┌──

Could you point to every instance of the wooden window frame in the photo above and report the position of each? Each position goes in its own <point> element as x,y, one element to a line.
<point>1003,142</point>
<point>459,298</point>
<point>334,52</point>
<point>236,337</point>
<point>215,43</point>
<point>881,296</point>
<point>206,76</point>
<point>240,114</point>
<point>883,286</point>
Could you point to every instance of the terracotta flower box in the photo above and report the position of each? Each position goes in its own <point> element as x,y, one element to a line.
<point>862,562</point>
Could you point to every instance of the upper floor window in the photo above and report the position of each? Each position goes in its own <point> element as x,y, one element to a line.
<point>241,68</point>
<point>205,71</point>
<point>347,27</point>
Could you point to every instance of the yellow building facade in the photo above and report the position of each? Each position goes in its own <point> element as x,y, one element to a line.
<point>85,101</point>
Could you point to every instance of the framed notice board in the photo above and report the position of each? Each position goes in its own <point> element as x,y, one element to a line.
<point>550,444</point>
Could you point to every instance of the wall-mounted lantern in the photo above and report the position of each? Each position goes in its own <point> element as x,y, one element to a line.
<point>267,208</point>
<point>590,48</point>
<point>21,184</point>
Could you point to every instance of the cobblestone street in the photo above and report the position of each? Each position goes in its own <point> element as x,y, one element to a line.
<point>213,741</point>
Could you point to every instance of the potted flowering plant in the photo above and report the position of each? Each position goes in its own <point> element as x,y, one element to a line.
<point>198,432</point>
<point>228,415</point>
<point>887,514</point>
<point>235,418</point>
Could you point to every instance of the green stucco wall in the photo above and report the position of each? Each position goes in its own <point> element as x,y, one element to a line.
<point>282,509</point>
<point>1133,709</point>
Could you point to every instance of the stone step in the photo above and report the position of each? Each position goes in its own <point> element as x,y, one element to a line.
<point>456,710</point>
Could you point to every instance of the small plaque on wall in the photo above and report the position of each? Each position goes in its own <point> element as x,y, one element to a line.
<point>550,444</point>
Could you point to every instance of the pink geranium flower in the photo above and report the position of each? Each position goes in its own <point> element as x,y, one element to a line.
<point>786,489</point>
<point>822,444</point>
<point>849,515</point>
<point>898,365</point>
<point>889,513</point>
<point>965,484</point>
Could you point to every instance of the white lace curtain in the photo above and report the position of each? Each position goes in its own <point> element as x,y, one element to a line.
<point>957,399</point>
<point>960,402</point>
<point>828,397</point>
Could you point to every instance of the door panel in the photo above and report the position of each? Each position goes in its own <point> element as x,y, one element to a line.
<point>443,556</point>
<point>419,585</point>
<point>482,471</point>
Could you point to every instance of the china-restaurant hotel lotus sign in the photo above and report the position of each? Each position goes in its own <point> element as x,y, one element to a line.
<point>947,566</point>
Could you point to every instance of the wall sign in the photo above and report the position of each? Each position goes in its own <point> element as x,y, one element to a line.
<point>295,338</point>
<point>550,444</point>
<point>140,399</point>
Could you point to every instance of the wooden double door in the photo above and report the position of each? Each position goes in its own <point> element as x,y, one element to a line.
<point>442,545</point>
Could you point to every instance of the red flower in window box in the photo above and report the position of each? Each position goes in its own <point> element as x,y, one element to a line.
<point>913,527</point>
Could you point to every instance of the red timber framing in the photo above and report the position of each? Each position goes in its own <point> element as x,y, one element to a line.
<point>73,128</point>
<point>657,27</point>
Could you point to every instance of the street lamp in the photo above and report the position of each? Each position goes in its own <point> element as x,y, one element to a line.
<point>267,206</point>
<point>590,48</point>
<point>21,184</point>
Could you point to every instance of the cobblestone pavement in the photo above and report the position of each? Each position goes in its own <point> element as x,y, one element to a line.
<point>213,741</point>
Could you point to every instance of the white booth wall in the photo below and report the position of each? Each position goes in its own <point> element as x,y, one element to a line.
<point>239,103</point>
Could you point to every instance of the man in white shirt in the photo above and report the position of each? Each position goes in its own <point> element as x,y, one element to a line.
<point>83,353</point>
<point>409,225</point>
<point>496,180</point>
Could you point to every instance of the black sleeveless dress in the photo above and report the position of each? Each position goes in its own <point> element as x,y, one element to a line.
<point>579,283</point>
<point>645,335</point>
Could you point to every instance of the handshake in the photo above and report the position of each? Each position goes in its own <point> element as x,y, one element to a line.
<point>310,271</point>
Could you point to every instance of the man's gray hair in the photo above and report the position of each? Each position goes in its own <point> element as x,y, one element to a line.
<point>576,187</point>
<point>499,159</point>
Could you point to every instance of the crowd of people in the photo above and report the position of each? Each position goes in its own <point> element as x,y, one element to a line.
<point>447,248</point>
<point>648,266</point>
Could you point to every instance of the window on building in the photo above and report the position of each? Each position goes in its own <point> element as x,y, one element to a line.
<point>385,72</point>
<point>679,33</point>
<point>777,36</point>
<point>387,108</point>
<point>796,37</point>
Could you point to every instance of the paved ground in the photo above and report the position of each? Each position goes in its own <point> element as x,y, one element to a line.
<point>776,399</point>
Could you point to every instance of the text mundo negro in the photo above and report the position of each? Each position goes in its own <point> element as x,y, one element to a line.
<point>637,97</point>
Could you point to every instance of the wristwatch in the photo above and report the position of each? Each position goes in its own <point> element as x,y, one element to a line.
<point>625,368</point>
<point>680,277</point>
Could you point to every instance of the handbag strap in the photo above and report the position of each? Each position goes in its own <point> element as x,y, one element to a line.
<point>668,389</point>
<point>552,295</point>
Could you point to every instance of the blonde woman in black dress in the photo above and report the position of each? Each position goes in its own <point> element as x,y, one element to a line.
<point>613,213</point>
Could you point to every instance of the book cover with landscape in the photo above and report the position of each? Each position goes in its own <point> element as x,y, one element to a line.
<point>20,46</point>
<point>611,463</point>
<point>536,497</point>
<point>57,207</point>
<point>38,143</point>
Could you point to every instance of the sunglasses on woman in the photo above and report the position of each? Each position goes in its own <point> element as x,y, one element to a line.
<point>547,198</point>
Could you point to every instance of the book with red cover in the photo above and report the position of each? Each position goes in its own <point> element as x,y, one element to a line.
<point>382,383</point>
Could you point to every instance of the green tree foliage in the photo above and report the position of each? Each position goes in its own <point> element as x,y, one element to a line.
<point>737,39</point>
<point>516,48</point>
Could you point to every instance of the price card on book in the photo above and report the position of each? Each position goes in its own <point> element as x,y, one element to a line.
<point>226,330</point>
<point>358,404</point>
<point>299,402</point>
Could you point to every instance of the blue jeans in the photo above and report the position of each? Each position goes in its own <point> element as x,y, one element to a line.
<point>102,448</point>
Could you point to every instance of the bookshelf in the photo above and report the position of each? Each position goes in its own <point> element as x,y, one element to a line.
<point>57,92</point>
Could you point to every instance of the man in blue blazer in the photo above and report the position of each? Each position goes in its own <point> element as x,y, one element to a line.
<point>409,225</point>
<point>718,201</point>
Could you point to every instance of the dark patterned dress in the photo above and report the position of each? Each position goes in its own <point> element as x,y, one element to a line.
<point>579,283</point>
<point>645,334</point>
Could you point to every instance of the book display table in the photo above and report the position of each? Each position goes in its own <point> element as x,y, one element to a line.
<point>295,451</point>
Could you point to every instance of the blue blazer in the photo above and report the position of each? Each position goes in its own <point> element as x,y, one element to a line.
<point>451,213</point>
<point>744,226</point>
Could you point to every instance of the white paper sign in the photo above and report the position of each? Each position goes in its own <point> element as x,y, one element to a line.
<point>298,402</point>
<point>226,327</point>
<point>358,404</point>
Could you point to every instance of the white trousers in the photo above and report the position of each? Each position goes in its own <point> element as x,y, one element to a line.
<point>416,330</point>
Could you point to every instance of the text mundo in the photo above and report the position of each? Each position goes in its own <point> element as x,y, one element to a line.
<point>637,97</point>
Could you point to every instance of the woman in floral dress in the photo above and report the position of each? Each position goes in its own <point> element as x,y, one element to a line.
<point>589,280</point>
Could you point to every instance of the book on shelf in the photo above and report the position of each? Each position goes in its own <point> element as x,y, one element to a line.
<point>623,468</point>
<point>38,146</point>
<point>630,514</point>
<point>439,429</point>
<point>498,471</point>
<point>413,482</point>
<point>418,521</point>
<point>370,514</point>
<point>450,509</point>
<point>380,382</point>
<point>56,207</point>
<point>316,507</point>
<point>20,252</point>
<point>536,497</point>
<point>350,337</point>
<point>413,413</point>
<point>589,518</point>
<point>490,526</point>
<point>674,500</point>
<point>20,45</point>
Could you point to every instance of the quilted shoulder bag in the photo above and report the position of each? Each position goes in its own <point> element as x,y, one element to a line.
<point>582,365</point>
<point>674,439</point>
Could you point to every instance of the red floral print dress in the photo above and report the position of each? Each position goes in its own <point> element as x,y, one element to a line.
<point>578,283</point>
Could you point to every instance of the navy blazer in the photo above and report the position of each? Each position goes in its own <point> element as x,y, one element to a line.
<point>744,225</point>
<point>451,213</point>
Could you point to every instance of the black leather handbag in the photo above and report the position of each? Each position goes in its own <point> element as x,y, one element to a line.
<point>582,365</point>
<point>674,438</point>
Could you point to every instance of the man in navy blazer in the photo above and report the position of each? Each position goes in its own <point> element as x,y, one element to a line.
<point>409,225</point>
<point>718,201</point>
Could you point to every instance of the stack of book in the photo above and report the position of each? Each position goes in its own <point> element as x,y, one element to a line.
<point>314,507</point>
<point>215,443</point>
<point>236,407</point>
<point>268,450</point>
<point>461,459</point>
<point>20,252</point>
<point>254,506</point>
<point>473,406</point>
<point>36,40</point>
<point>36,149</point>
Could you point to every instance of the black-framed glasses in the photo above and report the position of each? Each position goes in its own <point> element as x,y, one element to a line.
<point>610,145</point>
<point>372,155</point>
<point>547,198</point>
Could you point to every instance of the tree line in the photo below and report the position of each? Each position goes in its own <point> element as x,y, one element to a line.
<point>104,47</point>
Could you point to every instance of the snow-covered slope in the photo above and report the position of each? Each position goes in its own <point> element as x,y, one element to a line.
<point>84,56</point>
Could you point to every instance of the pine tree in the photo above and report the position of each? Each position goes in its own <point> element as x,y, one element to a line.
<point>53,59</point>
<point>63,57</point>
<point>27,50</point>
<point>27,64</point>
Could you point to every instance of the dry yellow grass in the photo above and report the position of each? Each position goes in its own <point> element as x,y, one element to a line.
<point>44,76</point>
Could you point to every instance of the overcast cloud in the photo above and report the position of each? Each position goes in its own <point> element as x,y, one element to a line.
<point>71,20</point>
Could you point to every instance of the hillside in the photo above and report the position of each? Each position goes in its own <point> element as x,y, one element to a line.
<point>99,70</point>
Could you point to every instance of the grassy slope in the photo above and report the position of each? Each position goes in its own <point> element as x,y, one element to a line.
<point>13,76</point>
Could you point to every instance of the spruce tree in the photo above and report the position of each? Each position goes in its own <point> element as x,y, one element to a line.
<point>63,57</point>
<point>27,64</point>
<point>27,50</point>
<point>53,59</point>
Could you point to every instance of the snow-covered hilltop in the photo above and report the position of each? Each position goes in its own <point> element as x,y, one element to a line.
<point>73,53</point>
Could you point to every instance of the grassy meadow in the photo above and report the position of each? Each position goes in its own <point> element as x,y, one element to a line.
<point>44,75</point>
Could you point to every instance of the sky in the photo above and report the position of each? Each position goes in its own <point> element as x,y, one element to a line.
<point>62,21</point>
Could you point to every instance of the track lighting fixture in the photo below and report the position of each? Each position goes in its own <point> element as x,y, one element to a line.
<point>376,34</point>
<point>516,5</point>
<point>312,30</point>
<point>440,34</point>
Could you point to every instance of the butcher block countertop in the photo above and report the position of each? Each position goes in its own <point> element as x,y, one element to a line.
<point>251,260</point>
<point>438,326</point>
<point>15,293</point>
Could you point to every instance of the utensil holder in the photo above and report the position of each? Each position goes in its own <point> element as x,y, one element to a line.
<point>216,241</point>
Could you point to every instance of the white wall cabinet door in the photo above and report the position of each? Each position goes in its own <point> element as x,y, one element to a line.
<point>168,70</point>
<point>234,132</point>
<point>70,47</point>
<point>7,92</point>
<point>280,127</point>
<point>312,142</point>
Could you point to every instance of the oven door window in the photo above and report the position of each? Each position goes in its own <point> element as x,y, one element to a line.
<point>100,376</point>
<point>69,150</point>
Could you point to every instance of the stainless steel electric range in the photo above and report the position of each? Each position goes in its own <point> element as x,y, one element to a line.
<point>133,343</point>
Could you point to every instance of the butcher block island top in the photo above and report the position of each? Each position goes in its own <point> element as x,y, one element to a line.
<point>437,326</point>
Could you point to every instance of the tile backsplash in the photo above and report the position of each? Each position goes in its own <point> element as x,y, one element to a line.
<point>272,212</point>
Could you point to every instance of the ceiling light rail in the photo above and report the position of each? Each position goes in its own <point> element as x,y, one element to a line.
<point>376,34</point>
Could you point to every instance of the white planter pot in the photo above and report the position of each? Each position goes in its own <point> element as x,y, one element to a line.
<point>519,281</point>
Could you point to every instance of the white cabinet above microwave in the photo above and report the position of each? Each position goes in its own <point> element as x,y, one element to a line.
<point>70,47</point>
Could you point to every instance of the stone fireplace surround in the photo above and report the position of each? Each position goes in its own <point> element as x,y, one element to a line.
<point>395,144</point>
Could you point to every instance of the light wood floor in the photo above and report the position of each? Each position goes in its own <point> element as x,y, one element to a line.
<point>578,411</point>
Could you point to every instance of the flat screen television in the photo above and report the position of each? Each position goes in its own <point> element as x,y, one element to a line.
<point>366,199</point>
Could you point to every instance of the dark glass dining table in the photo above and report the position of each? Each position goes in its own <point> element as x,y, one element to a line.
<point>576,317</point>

└──

[Task requirements] In the data above, write out the stretch from the line containing "Could you point to every instance of the tree" through the line containing "<point>84,56</point>", including both of those lines, with every character unchanged.

[Reply to the task]
Could you point to every instance of the tree line in the photo below and report the position of each? Each position goes in its own <point> element as x,y, one element to a line.
<point>104,47</point>
Could you point to every instance of the snow-covered slope in the photo above and report the position of each? Each position goes in its own <point> element as x,y, one element to a line.
<point>84,56</point>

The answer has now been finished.